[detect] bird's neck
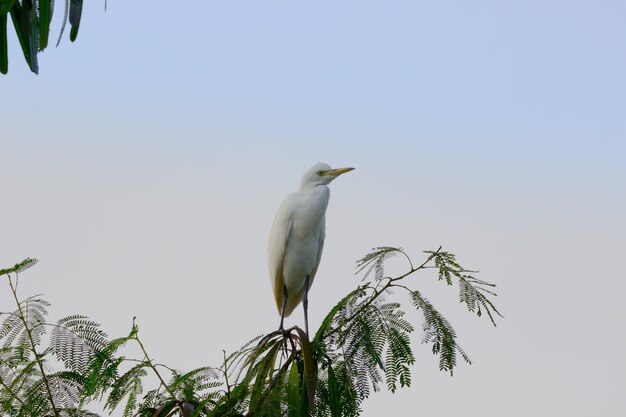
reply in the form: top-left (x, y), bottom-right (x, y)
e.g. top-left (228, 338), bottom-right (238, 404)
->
top-left (297, 185), bottom-right (330, 212)
top-left (299, 183), bottom-right (328, 194)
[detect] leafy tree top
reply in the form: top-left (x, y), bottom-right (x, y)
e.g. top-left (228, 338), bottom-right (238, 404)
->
top-left (1, 246), bottom-right (501, 416)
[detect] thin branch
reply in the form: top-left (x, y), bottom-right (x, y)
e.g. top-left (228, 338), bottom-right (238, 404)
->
top-left (399, 250), bottom-right (415, 271)
top-left (8, 273), bottom-right (61, 417)
top-left (132, 332), bottom-right (177, 400)
top-left (121, 358), bottom-right (178, 374)
top-left (155, 363), bottom-right (179, 374)
top-left (324, 248), bottom-right (442, 341)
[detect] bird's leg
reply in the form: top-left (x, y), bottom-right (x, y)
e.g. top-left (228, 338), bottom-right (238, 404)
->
top-left (279, 285), bottom-right (288, 333)
top-left (303, 275), bottom-right (310, 337)
top-left (279, 286), bottom-right (290, 354)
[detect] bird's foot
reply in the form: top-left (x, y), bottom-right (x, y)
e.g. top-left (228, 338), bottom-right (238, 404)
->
top-left (257, 325), bottom-right (296, 352)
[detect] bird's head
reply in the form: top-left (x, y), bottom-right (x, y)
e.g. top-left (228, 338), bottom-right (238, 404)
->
top-left (300, 162), bottom-right (355, 189)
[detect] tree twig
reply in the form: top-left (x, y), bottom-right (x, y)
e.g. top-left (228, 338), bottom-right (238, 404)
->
top-left (7, 273), bottom-right (61, 417)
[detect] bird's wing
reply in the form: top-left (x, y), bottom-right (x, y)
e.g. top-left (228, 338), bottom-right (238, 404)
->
top-left (308, 217), bottom-right (325, 288)
top-left (268, 195), bottom-right (296, 314)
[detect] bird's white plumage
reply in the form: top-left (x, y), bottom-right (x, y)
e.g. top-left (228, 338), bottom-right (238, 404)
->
top-left (268, 163), bottom-right (353, 320)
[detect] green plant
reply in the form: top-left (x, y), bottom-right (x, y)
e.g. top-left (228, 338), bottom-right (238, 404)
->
top-left (0, 246), bottom-right (501, 416)
top-left (0, 0), bottom-right (96, 74)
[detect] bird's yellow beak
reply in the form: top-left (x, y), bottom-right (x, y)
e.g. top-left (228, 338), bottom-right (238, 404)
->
top-left (325, 167), bottom-right (355, 176)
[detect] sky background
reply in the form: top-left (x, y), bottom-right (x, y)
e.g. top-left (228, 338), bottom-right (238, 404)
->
top-left (2, 1), bottom-right (626, 415)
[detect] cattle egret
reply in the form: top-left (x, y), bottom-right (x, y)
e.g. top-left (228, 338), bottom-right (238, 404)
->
top-left (268, 162), bottom-right (354, 336)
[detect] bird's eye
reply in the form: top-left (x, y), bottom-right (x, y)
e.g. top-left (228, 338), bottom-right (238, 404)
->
top-left (317, 170), bottom-right (324, 176)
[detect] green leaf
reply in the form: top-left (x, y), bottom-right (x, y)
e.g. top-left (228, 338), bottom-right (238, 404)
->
top-left (385, 327), bottom-right (414, 392)
top-left (328, 364), bottom-right (341, 417)
top-left (9, 0), bottom-right (38, 73)
top-left (313, 286), bottom-right (365, 346)
top-left (51, 315), bottom-right (109, 374)
top-left (0, 0), bottom-right (16, 15)
top-left (287, 362), bottom-right (301, 417)
top-left (69, 0), bottom-right (83, 42)
top-left (168, 366), bottom-right (220, 397)
top-left (458, 275), bottom-right (503, 326)
top-left (355, 246), bottom-right (403, 281)
top-left (38, 0), bottom-right (53, 49)
top-left (248, 341), bottom-right (280, 409)
top-left (104, 363), bottom-right (147, 412)
top-left (295, 327), bottom-right (315, 410)
top-left (0, 258), bottom-right (38, 276)
top-left (299, 374), bottom-right (310, 417)
top-left (412, 290), bottom-right (470, 375)
top-left (1, 13), bottom-right (9, 74)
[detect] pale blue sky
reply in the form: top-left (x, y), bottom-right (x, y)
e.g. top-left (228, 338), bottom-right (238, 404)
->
top-left (2, 1), bottom-right (626, 416)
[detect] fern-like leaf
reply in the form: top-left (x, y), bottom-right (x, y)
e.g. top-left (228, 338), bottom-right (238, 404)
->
top-left (425, 250), bottom-right (503, 326)
top-left (46, 371), bottom-right (84, 409)
top-left (104, 363), bottom-right (147, 413)
top-left (51, 315), bottom-right (109, 374)
top-left (355, 247), bottom-right (403, 281)
top-left (169, 366), bottom-right (221, 402)
top-left (458, 275), bottom-right (503, 326)
top-left (412, 290), bottom-right (470, 375)
top-left (0, 258), bottom-right (39, 276)
top-left (313, 286), bottom-right (367, 346)
top-left (1, 297), bottom-right (49, 349)
top-left (425, 250), bottom-right (466, 285)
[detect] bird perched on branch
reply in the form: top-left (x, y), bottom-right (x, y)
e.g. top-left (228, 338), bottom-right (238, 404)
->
top-left (268, 162), bottom-right (354, 336)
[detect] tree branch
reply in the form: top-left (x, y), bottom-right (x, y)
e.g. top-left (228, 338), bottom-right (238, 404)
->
top-left (7, 273), bottom-right (61, 417)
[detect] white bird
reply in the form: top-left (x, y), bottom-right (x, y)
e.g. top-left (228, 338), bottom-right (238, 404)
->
top-left (268, 162), bottom-right (354, 336)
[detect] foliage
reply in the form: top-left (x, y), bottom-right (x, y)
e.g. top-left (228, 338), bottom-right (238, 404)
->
top-left (0, 0), bottom-right (101, 74)
top-left (1, 246), bottom-right (501, 416)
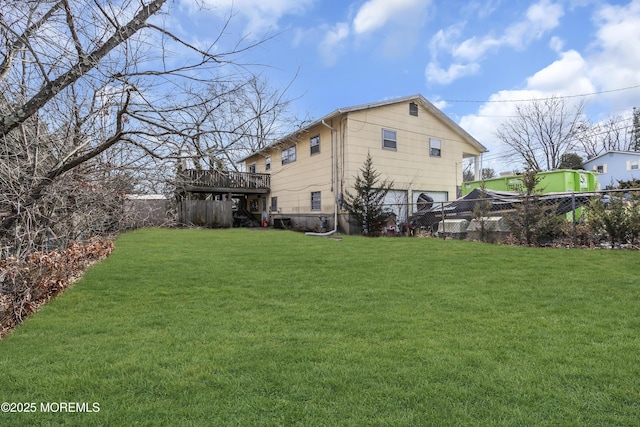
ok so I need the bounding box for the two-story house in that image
[239,94,487,234]
[583,151,640,188]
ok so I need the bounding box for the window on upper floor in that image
[629,160,639,170]
[310,135,320,155]
[382,129,397,150]
[281,146,296,165]
[248,162,256,173]
[409,102,418,116]
[311,191,321,211]
[265,156,271,171]
[430,138,442,157]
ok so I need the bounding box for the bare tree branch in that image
[61,0,84,59]
[0,1,64,83]
[0,0,297,257]
[0,0,166,137]
[495,97,586,171]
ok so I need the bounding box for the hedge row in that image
[0,239,114,338]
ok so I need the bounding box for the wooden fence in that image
[179,200,233,227]
[123,196,169,229]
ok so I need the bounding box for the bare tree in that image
[463,164,495,182]
[0,0,294,255]
[495,96,586,171]
[578,113,638,159]
[171,76,298,172]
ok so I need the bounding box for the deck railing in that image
[179,169,270,190]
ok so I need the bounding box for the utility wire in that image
[442,84,640,104]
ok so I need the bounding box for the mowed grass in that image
[1,228,639,426]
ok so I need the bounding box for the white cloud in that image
[310,0,432,63]
[588,0,640,102]
[453,36,501,62]
[352,0,433,57]
[520,0,564,40]
[425,62,480,85]
[429,24,464,57]
[459,0,563,60]
[428,0,564,85]
[318,22,350,66]
[526,50,595,94]
[352,0,428,35]
[463,0,501,19]
[431,98,448,110]
[549,36,564,53]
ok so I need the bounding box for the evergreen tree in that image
[558,153,584,170]
[482,168,497,179]
[343,153,393,236]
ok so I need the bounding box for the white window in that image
[430,138,442,157]
[270,196,277,211]
[281,146,296,165]
[310,135,320,155]
[595,164,607,173]
[382,129,397,150]
[311,191,321,211]
[628,160,639,170]
[265,156,271,171]
[248,162,256,173]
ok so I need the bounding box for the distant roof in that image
[125,194,167,200]
[584,150,640,163]
[239,94,487,162]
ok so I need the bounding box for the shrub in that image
[470,184,495,243]
[0,238,114,338]
[555,220,596,248]
[504,169,560,246]
[586,195,629,248]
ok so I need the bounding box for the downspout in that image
[306,119,338,236]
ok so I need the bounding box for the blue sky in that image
[170,0,640,172]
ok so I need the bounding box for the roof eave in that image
[238,109,344,162]
[238,94,488,162]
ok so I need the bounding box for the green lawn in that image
[1,228,639,426]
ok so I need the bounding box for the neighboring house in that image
[239,94,487,234]
[583,151,640,188]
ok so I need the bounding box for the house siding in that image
[343,103,472,203]
[243,96,485,233]
[584,151,640,188]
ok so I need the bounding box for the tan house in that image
[239,94,487,233]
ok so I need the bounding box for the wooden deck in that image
[177,169,270,194]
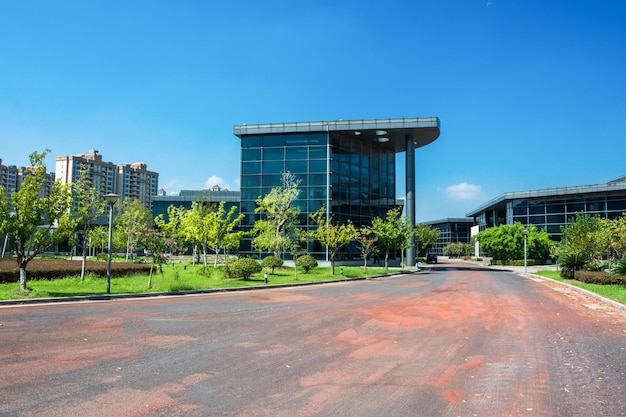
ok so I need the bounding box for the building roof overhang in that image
[234,117,440,153]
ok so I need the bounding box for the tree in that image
[414,224,440,257]
[134,227,184,289]
[475,223,552,263]
[252,171,301,257]
[205,201,245,267]
[371,207,413,270]
[0,150,78,290]
[72,163,105,280]
[115,198,153,262]
[560,214,608,262]
[309,207,358,275]
[356,226,378,272]
[261,255,283,274]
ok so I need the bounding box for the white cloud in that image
[443,182,483,200]
[204,175,226,189]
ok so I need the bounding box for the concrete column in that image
[405,135,416,266]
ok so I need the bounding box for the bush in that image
[490,259,537,267]
[612,257,626,276]
[260,256,283,274]
[296,255,318,273]
[574,270,626,285]
[226,258,262,279]
[559,253,587,279]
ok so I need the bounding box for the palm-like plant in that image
[559,253,587,279]
[612,257,626,276]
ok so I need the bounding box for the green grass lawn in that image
[535,270,626,305]
[0,263,396,300]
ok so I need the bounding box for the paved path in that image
[1,261,625,416]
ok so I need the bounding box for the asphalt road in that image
[1,261,625,417]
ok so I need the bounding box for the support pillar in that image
[405,135,416,266]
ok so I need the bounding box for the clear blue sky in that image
[2,0,625,222]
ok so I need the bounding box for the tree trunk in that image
[385,250,389,271]
[80,231,88,280]
[19,265,27,291]
[363,256,367,273]
[202,244,208,268]
[147,261,154,289]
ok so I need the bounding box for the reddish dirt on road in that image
[1,261,625,416]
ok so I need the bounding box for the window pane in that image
[285,146,308,160]
[262,160,284,173]
[309,146,327,159]
[242,148,261,161]
[242,161,260,174]
[285,160,307,173]
[263,147,284,160]
[263,135,285,147]
[309,159,327,173]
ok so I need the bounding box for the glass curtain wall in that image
[239,131,398,259]
[239,132,329,257]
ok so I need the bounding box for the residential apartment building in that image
[55,150,159,211]
[1,158,55,200]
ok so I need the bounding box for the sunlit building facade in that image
[467,175,626,241]
[234,118,440,263]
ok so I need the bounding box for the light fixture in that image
[375,130,387,135]
[104,193,120,294]
[377,137,390,143]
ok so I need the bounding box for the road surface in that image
[1,261,625,416]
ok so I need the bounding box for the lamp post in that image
[104,193,120,294]
[522,229,529,274]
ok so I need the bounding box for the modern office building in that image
[55,150,159,211]
[152,188,241,221]
[421,218,474,256]
[234,117,440,264]
[466,175,626,240]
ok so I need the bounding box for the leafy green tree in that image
[252,171,301,257]
[134,226,184,288]
[0,150,78,290]
[205,201,245,266]
[476,223,552,263]
[561,214,609,262]
[309,207,358,275]
[356,226,378,272]
[414,224,440,257]
[115,198,152,262]
[443,242,472,258]
[72,163,105,280]
[371,207,413,270]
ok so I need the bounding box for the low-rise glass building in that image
[467,175,626,240]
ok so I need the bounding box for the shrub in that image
[226,258,261,279]
[260,256,283,274]
[559,253,587,279]
[574,270,626,285]
[612,257,626,276]
[296,255,318,273]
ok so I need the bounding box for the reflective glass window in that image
[309,187,327,199]
[607,198,626,210]
[263,147,284,160]
[567,200,585,212]
[309,146,326,159]
[241,188,260,200]
[285,134,309,145]
[546,204,565,214]
[262,174,282,187]
[309,173,326,187]
[242,137,261,147]
[242,148,261,161]
[286,160,307,173]
[529,215,544,224]
[547,214,565,223]
[241,175,261,187]
[513,207,527,216]
[242,161,260,174]
[263,135,285,147]
[262,160,284,172]
[587,199,605,212]
[309,133,327,145]
[529,203,545,215]
[285,146,308,160]
[309,160,326,173]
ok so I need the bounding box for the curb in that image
[0,270,416,307]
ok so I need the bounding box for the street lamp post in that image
[522,229,529,274]
[104,193,120,294]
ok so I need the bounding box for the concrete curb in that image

*Description of the task*:
What lines in the listing include the string "bird"? Copy them out.

*Answer for the task*:
[detect] bird's neck
[detect] bird's leg
[detect] bird's foot
[detect] bird's head
[detect] bird's wing
[detect] bird's white plumage
[detect] bird's yellow beak
[detect] bird's eye
[detect] bird perched on branch
[detect] white bird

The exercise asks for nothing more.